# Task objective:
Show, in full, each line of the data that contains "below".

>>>>

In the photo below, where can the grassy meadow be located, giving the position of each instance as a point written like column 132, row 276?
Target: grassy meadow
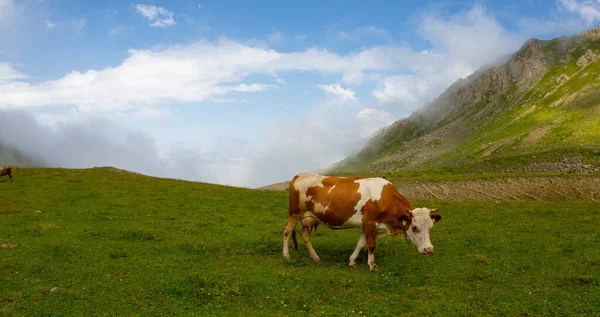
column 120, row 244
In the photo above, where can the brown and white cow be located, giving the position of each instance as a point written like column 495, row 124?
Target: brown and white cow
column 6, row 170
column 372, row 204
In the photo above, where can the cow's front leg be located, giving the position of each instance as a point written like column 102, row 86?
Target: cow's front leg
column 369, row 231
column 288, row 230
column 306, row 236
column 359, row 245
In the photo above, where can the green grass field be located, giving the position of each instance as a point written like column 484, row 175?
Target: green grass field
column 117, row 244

<<<<
>>>>

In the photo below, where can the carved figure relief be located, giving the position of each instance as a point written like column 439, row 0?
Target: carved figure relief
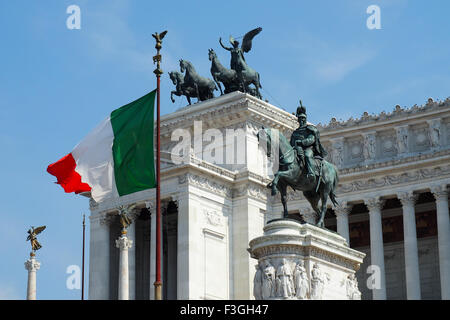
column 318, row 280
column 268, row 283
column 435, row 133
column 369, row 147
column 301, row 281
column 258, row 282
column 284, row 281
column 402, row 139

<<<<
>>>>

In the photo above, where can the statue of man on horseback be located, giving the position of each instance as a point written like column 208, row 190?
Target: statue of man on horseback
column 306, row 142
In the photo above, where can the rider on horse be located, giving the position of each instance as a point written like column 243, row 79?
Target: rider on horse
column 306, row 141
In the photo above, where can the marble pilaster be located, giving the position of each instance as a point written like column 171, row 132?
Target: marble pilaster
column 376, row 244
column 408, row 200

<<<<

# Problem solution:
In the photo below, where can the grassy meadow be located, giving the position of each instance as a point written like column 132, row 276?
In the photo below, where can the carved figure relief be located, giving the position of each instance as a point written like column 439, row 0?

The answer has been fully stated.